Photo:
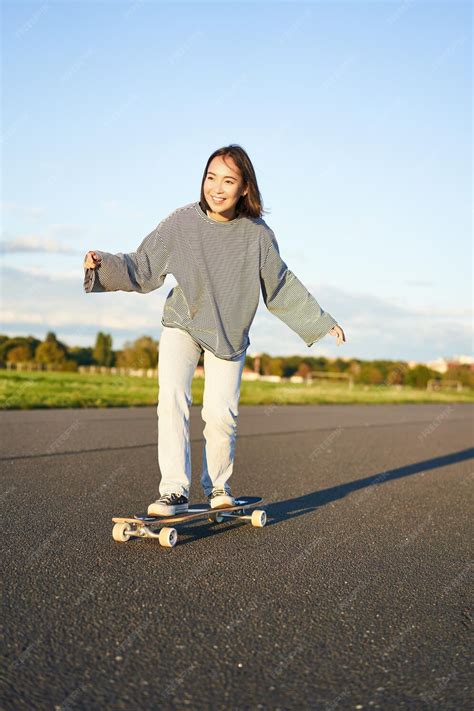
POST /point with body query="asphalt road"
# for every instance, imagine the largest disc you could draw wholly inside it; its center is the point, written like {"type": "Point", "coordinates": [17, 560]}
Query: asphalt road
{"type": "Point", "coordinates": [354, 596]}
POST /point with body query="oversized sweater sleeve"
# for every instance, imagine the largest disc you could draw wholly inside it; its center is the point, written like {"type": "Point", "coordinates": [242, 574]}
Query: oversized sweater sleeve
{"type": "Point", "coordinates": [142, 270]}
{"type": "Point", "coordinates": [286, 297]}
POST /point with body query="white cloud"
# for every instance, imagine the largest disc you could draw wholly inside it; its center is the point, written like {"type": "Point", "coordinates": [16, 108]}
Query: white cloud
{"type": "Point", "coordinates": [34, 243]}
{"type": "Point", "coordinates": [35, 301]}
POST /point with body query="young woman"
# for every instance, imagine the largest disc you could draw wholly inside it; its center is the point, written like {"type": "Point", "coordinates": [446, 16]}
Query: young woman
{"type": "Point", "coordinates": [221, 253]}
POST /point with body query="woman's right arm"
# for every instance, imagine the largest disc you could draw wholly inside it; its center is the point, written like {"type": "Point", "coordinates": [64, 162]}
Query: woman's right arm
{"type": "Point", "coordinates": [141, 271]}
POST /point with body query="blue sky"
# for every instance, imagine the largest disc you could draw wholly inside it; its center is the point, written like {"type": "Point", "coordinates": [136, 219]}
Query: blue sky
{"type": "Point", "coordinates": [357, 117]}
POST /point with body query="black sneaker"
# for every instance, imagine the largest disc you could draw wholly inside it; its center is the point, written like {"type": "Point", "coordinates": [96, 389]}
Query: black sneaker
{"type": "Point", "coordinates": [168, 505]}
{"type": "Point", "coordinates": [220, 499]}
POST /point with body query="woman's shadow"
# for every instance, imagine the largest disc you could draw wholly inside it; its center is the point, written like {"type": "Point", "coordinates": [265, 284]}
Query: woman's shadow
{"type": "Point", "coordinates": [310, 502]}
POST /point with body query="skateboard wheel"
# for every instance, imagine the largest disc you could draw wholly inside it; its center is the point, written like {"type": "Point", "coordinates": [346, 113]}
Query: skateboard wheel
{"type": "Point", "coordinates": [168, 537]}
{"type": "Point", "coordinates": [121, 532]}
{"type": "Point", "coordinates": [259, 518]}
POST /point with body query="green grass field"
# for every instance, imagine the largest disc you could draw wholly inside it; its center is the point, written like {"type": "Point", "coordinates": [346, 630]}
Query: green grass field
{"type": "Point", "coordinates": [41, 389]}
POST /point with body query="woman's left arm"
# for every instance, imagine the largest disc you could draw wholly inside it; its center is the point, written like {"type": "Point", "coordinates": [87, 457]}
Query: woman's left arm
{"type": "Point", "coordinates": [286, 297]}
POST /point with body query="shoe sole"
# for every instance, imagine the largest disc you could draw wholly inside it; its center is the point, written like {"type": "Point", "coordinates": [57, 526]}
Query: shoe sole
{"type": "Point", "coordinates": [225, 505]}
{"type": "Point", "coordinates": [172, 510]}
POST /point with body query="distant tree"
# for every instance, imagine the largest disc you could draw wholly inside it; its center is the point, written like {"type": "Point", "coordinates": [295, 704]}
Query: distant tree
{"type": "Point", "coordinates": [81, 356]}
{"type": "Point", "coordinates": [142, 353]}
{"type": "Point", "coordinates": [102, 353]}
{"type": "Point", "coordinates": [51, 351]}
{"type": "Point", "coordinates": [20, 354]}
{"type": "Point", "coordinates": [9, 344]}
{"type": "Point", "coordinates": [304, 369]}
{"type": "Point", "coordinates": [275, 367]}
{"type": "Point", "coordinates": [418, 376]}
{"type": "Point", "coordinates": [290, 366]}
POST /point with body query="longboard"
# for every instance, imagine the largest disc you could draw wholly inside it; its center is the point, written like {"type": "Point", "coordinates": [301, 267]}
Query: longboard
{"type": "Point", "coordinates": [142, 525]}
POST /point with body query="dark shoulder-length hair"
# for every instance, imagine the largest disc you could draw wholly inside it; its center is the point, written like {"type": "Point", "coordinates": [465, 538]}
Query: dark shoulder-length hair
{"type": "Point", "coordinates": [251, 204]}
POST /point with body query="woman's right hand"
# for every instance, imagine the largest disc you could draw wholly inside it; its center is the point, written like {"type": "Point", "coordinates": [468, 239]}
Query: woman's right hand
{"type": "Point", "coordinates": [92, 260]}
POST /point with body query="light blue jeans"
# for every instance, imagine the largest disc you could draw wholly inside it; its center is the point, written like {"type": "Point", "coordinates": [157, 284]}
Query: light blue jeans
{"type": "Point", "coordinates": [179, 354]}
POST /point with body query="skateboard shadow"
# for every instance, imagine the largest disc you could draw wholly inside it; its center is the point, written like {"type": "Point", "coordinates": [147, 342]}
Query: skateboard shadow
{"type": "Point", "coordinates": [301, 505]}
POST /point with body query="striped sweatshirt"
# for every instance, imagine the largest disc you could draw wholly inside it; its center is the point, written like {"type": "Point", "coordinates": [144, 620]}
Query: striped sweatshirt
{"type": "Point", "coordinates": [220, 268]}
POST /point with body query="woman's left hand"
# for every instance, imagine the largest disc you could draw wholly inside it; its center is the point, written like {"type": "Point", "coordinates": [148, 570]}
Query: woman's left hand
{"type": "Point", "coordinates": [338, 333]}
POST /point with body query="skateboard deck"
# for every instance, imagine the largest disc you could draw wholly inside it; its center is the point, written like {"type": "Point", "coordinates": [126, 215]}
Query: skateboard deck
{"type": "Point", "coordinates": [141, 525]}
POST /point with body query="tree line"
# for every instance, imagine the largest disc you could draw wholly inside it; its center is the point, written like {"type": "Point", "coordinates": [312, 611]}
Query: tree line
{"type": "Point", "coordinates": [53, 354]}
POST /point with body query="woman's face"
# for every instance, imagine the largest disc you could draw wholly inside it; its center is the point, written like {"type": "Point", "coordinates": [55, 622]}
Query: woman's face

• • • •

### Aim of the exercise
All of the data above should be quoted exactly, except for the pictures.

### Written solution
Photo:
POST /point with body query="asphalt road"
# for every instance, imagine the largest disc you could draw wholly inside it; its center is the point, written like {"type": "Point", "coordinates": [17, 560]}
Query: asphalt road
{"type": "Point", "coordinates": [354, 596]}
POST /point with body query="oversized sweater sleeve"
# for every instance, imagine the largest disc you could draw wholly inside it; its center is the point, written like {"type": "Point", "coordinates": [242, 574]}
Query: oversized sweater sleeve
{"type": "Point", "coordinates": [142, 270]}
{"type": "Point", "coordinates": [286, 297]}
POST /point with body query="white cloud"
# for every instance, imagine the largest disc you could draw wholly inside it; its center is the point, written like {"type": "Point", "coordinates": [16, 108]}
Query: white cloud
{"type": "Point", "coordinates": [34, 243]}
{"type": "Point", "coordinates": [35, 301]}
POST /point with body query="young woman"
# for every instance, imagine the largest disc you could draw wholly inside it; its center is the point, written like {"type": "Point", "coordinates": [446, 16]}
Query: young woman
{"type": "Point", "coordinates": [221, 253]}
POST /point with body query="woman's right arm"
# for every instance, imagine the largest disc you could draw wholly inside it; its center is the point, written like {"type": "Point", "coordinates": [64, 162]}
Query: woman's right arm
{"type": "Point", "coordinates": [141, 271]}
POST /point with body query="blue sky"
# for every instance, imagine the largest disc you could draw wholly inside it; its center is the point, written like {"type": "Point", "coordinates": [136, 219]}
Query: blue sky
{"type": "Point", "coordinates": [357, 117]}
POST /point with body query="black sneaker"
# for every instance, imagine the largest disc you could draw wholly inside it; its center is the point, written like {"type": "Point", "coordinates": [96, 389]}
Query: black sneaker
{"type": "Point", "coordinates": [168, 505]}
{"type": "Point", "coordinates": [220, 499]}
POST /point with body query="woman's shadow"
# for every instance, imagine the largest disc you could draw wholly inside it; its center is the point, written like {"type": "Point", "coordinates": [265, 284]}
Query: woman's shadow
{"type": "Point", "coordinates": [310, 502]}
POST /point with body query="skateboard wheel"
# for every instance, imagine the largest disc you could draw wholly inside it; its center is the point, written like {"type": "Point", "coordinates": [346, 113]}
Query: skateboard wheel
{"type": "Point", "coordinates": [168, 537]}
{"type": "Point", "coordinates": [121, 532]}
{"type": "Point", "coordinates": [259, 518]}
POST /point with body query="green grass field"
# for every instance, imagine the largest disc you could draw wholly inside it; its center is the point, written like {"type": "Point", "coordinates": [346, 630]}
Query: green grass field
{"type": "Point", "coordinates": [41, 389]}
POST /point with body query="woman's left arm"
# for every instance, imagine the largest disc you could draw wholly inside it; its center is the point, written like {"type": "Point", "coordinates": [87, 457]}
Query: woman's left arm
{"type": "Point", "coordinates": [286, 297]}
POST /point with body query="shoe sole"
# for every instance, imagine the largest disc you could draw wholly inside it; its center is the point, written like {"type": "Point", "coordinates": [57, 526]}
Query: shoe sole
{"type": "Point", "coordinates": [225, 505]}
{"type": "Point", "coordinates": [172, 510]}
POST /point with body query="distant tree"
# for every instance, imagine the largest disc you could draw wholly inside it; its center is the point, written like {"type": "Point", "coordinates": [295, 704]}
Query: distant tree
{"type": "Point", "coordinates": [81, 356]}
{"type": "Point", "coordinates": [142, 353]}
{"type": "Point", "coordinates": [102, 353]}
{"type": "Point", "coordinates": [51, 351]}
{"type": "Point", "coordinates": [20, 354]}
{"type": "Point", "coordinates": [9, 344]}
{"type": "Point", "coordinates": [304, 369]}
{"type": "Point", "coordinates": [275, 367]}
{"type": "Point", "coordinates": [418, 376]}
{"type": "Point", "coordinates": [290, 366]}
POST /point with body query="longboard"
# for every instance, imagine the largest disc you could draw wholly inside it; its center is the point, written like {"type": "Point", "coordinates": [301, 267]}
Query: longboard
{"type": "Point", "coordinates": [142, 525]}
POST /point with body query="dark shoulder-length hair"
# for every instance, imagine the largest disc you could draw wholly inside it; its center is the point, written like {"type": "Point", "coordinates": [465, 538]}
Query: dark shoulder-length hair
{"type": "Point", "coordinates": [251, 204]}
POST /point with body query="woman's right hand"
# for every instance, imagine the largest disc you could draw wholly inside it; its center is the point, written like {"type": "Point", "coordinates": [468, 239]}
Query: woman's right hand
{"type": "Point", "coordinates": [92, 260]}
POST /point with body query="light blue jeans"
# for every instance, imagine the largest disc you could draw wholly inside it; its center is the point, written like {"type": "Point", "coordinates": [157, 284]}
Query: light blue jeans
{"type": "Point", "coordinates": [179, 354]}
POST /point with body query="skateboard shadow"
# for every instance, imagine the largest disc you could draw wholly inside it; its center is the point, written like {"type": "Point", "coordinates": [147, 342]}
Query: skateboard shadow
{"type": "Point", "coordinates": [301, 505]}
POST /point with body query="striped sweatshirt"
# for every instance, imagine the largest disc you could draw wholly inside it; its center is the point, written like {"type": "Point", "coordinates": [144, 620]}
Query: striped sweatshirt
{"type": "Point", "coordinates": [220, 268]}
POST /point with body query="woman's left hand"
# for every instance, imagine the largest disc you could draw wholly inside it; its center is the point, written like {"type": "Point", "coordinates": [148, 570]}
Query: woman's left hand
{"type": "Point", "coordinates": [338, 333]}
POST /point with body query="skateboard deck"
# for every instance, imagine the largest disc you could draw wholly inside it; its center is the point, written like {"type": "Point", "coordinates": [126, 215]}
Query: skateboard deck
{"type": "Point", "coordinates": [141, 525]}
POST /point with body query="tree line"
# for every instance, imagine the largest disc you could draw wholly inside it; its center is the point, written like {"type": "Point", "coordinates": [312, 611]}
Query: tree line
{"type": "Point", "coordinates": [53, 354]}
POST /point with body query="woman's face"
# for every instance, imagine the largest disc you could draw wholly inside it; its center is the point, written like {"type": "Point", "coordinates": [55, 622]}
Query: woman's face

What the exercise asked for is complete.